#### Activity 1
List each country-age group in the text on COVID-19 death rates and Simpson's paradox, with its stated probability of death.
#### Activity 2
Continue the text on COVID-19 death rates and Simpson's paradox from where it stops.

#### Text section
Assume $\beta_{0}=10, \beta_{xy} = -5, \beta_{zy} = 10$ (coefficients are in %).
China-Young: $\text{CFR}\left(0, 0\right) = P\left(Y_i =1 | X_i=0, Z_i=0 \right) = \beta_{0} = 10\%$
China-Old: $\text{CFR}\left(0, 1\right) = P\left(Y_i =1 | X_i=0, Z_i=1 \right) = \beta_{0} + \beta_{zy} = 20\%$
Italy-Young: $\text{CFR}\left(1, 0\right) = P\left(Y_i =1 | X_i=1, Z_i=0 \right) = \beta_{0} + \beta_{xy} = 5\%$
Italy-Old: $\text{CFR}\left(1, 1\right) = P\left(Y_i =1 | X_i=1, Z_i=1 \right) = \beta_{0} + \beta_{xy} + \beta_{zy} = 15\%$
Let’s generate artificial data consistent with the DGP.
Suppose we have N=200 observations (half China, half Italy).
Suppose 80% of China’s population is young $Z_{i} =0$ and 20% is old $Z_{i} = 1$.
Suppose 20% of Italy’s population is young $Z_{i} =0$ and 80% is old $Z_{i} = 1$.
1) Let’s estimate the unconditional probability of death from COVID-19 in this data:
\(Y_{i} = \beta_{0} + \varepsilon_{i}\)
2) Let’s estimate the probability of death from COVID-19 conditional only on country:
\(Y_{i} = \beta_{0} + \beta_{xy} X_{i} + \varepsilon_{i}\)
3) Let’s estimate the probability of death from COVID-19 conditional on country and age:
\(Y_{i} = \beta_{0} + \beta_{xy} X_{i} + \beta_{zy} Z_{i} + \varepsilon_{i}\)
Summarize $P\left( \text{Death from COVID-19 } | \text{ Country, Age} \right)$ in the following table:
$$\begin{array}{|lll|}\hline & \text{Young}({Z}_{i}=0)& \text{Old}({Z}_{i}=1)\\ \text{China}({X}_{i}=0)& 10\mathrm{\%}& 20\mathrm{\%}\\ \text{Italy}({X}_{i}=1)& 5\mathrm{\%}& 15\mathrm{\%}\\ \hline\end{array}$$
Without conditioning on age, patients in Italy have a 1% higher probability of Death than China (13% vs 12%).
Conditioning on age, patients in Italy have a 5% lower probability of Death than China within both age brackets.
Next we will show how Simpson’s paradox is a special case of OVB.
Suppose the true model is:
\(Y_{i} = \beta_{0} + \beta_{xy} X_{i} + \beta_{zy} Z_{i} + \nu_{i}\)
Suppose you omit $Z_{i}$ and instead estimate:
\(Y_{i} = \beta_{0} + \beta_{xy} X_{i} + u_{i} \Rightarrow u_{i} = \beta_{zy} Z_{i} + \nu_{i}\)
Suppose $X_{i}$ predicts $Z_{i}$:
\(Z_{i} = \delta_{xz} X_{i} + w_{i} \Rightarrow \delta_{xz} = \frac{\sigma_{xz}}{\sigma_{x}^2} = \rho_{xz}\times \frac{\sigma_{z}}{\sigma_{x}}\)
Denote the OLS estimate (from the equation that omits age) $\hat{\beta}_{xy}$.

#### Dataset extract
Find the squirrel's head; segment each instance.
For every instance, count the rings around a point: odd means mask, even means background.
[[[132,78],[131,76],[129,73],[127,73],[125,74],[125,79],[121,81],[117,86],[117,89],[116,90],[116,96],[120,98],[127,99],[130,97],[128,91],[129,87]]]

#### Output 1
China-Young: 10%
China-Old: 20%
Italy-Young: 5%
Italy-Old: 15%

#### Output 2
We have:
$E\left[ \hat{\beta}_{xy} | X_{i} \right] = \beta_{xy} + \underbrace{\delta_{xz} \beta_{zy}}_{\text{Bias}}$ (derivation below^{1})
$
\text{Bias} = \delta_{xz} \beta_{zy} = \left( \rho_{xz}\times \frac{\sigma_{z}}{\sigma_{x}} \right)
\times
\left( \rho_{zy}\times \frac{\sigma_{y}}{\sigma_{z}} \right) = \rho_{xz}\times \rho_{zy} \times \frac{\sigma_{y}}{\sigma_{x}}
$
The bias is the product of
(1) the impact of the treatment on the OV $\delta_{xz}$
and
(2) the impact of the OV on the outcome $\beta_{zy}$.
The estimate will be unbiased if either (1) the treatment is uncorrelated w/ the OV,
or
(2) the OV is uncorrelated w/ the outcome.
Simpson’s reversal occurs when the sign of the estimated coefficient switches after including the confounder (when the bias is big enough in the opposite direction of the true effect): $\text{sign}\left( \hat{\beta}_{xy} \right) \neq \text{sign}\left( \beta_{xy} \right)$ $\Leftrightarrow$ $\text{sign}\left( \beta_{xy} + \delta_{xz} \beta_{zy} \right) \neq \text{sign}\left( \beta_{xy} \right)$.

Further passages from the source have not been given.